--- BEGIN Raw records ---
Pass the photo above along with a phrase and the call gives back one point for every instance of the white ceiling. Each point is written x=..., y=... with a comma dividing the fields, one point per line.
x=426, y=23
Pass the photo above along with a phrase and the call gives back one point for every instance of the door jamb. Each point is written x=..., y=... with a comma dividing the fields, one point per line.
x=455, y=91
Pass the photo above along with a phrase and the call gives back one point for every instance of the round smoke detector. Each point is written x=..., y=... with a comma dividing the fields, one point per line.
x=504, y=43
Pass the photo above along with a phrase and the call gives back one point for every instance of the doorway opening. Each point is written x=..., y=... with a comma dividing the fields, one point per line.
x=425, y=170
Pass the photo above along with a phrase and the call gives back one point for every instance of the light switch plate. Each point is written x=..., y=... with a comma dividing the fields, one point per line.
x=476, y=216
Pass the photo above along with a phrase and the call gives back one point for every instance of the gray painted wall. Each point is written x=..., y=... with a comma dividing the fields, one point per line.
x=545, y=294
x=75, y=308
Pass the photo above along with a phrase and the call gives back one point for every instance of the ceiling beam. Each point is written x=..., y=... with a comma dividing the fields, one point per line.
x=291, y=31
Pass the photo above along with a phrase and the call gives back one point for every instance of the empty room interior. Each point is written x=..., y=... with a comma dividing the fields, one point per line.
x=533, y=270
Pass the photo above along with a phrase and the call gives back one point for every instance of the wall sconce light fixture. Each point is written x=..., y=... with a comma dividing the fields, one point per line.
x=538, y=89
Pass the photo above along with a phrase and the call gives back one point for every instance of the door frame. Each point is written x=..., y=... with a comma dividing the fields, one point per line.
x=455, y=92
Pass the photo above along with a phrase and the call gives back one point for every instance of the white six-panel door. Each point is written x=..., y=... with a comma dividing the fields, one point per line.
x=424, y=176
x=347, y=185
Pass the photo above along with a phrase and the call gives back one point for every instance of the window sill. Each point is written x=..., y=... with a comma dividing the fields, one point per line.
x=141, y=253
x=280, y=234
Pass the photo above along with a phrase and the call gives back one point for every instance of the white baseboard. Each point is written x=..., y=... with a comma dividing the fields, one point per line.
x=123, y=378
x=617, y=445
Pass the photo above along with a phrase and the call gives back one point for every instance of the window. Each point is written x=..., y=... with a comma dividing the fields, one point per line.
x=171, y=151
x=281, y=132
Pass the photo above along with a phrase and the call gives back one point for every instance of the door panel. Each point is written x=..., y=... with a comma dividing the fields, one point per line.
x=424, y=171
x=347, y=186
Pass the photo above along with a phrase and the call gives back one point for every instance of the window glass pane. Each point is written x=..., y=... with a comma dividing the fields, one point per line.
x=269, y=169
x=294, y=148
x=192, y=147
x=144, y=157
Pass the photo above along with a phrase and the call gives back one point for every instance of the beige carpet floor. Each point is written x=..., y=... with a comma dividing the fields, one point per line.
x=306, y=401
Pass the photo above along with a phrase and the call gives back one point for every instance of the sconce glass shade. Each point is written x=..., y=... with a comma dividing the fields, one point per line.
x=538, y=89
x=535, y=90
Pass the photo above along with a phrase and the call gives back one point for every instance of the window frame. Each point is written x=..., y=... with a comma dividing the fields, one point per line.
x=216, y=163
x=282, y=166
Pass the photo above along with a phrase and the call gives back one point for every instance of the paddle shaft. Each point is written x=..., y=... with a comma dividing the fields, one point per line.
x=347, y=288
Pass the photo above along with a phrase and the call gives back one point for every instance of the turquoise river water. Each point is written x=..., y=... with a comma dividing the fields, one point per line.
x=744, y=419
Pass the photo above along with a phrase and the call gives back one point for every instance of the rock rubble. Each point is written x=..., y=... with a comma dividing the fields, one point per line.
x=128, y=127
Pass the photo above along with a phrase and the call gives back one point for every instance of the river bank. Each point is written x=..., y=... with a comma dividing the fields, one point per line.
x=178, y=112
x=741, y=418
--- END Raw records ---
## Problem details
Convert every row above into a two-column CSV with the header input,output, one line per row: the row's text in input and its answer in output, each field in double quotes with line breaks replaced by spaces.

## Complete response
input,output
"Pass the photo above along with a phrase and the call gives back one point for every instance of the white ceiling. Each point is written x=..., y=... with a comma dividing the fields, one point per line.","x=426, y=23"
"Pass the photo above along with a phrase and the call gives back one point for every instance of the door jamb. Each point is written x=..., y=... with a comma dividing the fields, one point per line.","x=455, y=91"
"Pass the photo above along with a phrase and the call gives back one point for every instance of the round smoke detector. Each point is written x=..., y=... with a comma dividing the fields, one point per line.","x=504, y=43"
"Pass the photo above along with a phrase and the call gives back one point for every instance of the doorway opening. Each point is written x=..., y=... with a comma dividing the fields, one point per line.","x=425, y=170"
"Pass the photo above along with a phrase and the call gives back one point for every instance of the light switch plate. Each point is written x=..., y=... with a comma dividing the fields, one point per line.","x=476, y=216"
"Pass the photo above along with a phrase and the call gives back one point for every instance of the gray painted wall. Each point is written x=..., y=... with a comma dividing the fields, one point per line.","x=545, y=294 x=75, y=308"
"Pass the photo above along with a phrase and the call gives back one point for every instance of the ceiling beam. Each point is written x=..., y=... with a comma dividing the fields, one point per line.","x=291, y=31"
"Pass the photo above along with a phrase and the call gives back one point for every instance of the empty room interior. Each point is written x=..., y=... with a comma dividing the fields, one point per line.","x=533, y=270"
"Pass the photo above along with a phrase and the call gives back one point for every instance of the wall sconce light fixture. Each point is written x=..., y=... with a comma dividing the fields, one point per line.","x=538, y=89"
"Pass the photo above along with a phrase and the call gives back one point for every instance of the door frame. Each point is written x=..., y=... with a comma dividing the fields, one point per line.","x=455, y=92"
"Pass the photo above along with a phrase and the call gives back one point for every instance of the white six-panel door. Each point is written x=..., y=... with a comma dividing the fields, one point per line.","x=424, y=176 x=347, y=185"
"Pass the photo above along with a phrase and the call gives back one point for every instance of the window sill. Each point is written x=..., y=... with a comma dividing the fields, one point per line.","x=141, y=253 x=280, y=234"
"Pass the photo above along with a phrase and the call gives back one point for every instance of the white baseboard. Each point is written x=..., y=... with a comma dividing the fields, one point per line.","x=123, y=378 x=617, y=445"
"Pass the photo above along with a phrase and the call gives back one point for every instance of the window. Each point is written x=..., y=... with a comma dividing the fields, one point per line.","x=171, y=151 x=281, y=132"
"Pass the photo above along with a phrase and the call gives back one point for every instance of the door panel. Each point is written x=..., y=... with a comma dividing the fields, one point per line.","x=424, y=171 x=347, y=186"
"Pass the photo above along with a phrase and the call gives back one point for every instance of the window glass pane. Each point is written x=..., y=... with a comma dividing the fields, one point per line.","x=269, y=169 x=294, y=148 x=192, y=147 x=144, y=157"
"Pass the photo above along with a phrase and the call gives back one point for every instance of the beige carpet floor. Each point is written x=..., y=... with a comma dividing the fields, one point per line.","x=306, y=401"
"Pass the photo above along with a phrase and the call gives back one point for every instance of the sconce glass shade. Each point is written x=..., y=... with a comma dividing the fields, one point per line.","x=538, y=89 x=535, y=90"
"Pass the photo above along with a phrase and the call gives back one point for every instance of the window frame. Each point is written x=..., y=... with a comma dividing the fields, one point per line.","x=216, y=163 x=282, y=166"
"Pass the photo above along with a phrase and the call gives back one point for every instance of the paddle shaft. Each point is written x=..., y=... with a comma dividing the fields, one point per line.","x=347, y=288"
"Pass the photo above along with a phrase and the call gives back one point for every instance of the turquoise river water. Each point is written x=..., y=... with a comma dividing the fields, one point per line.","x=744, y=419"
"Pass the photo above along with a phrase and the call gives back one point for every instance of the rock rubble. Each point is written x=..., y=... with a comma dividing the fields, one point per line.","x=128, y=127"
"Pass the photo above along with a phrase and the call gives back one point for every instance of the river bank. Each point is written x=..., y=... with a comma dividing the fields, one point per line.","x=178, y=112 x=741, y=418"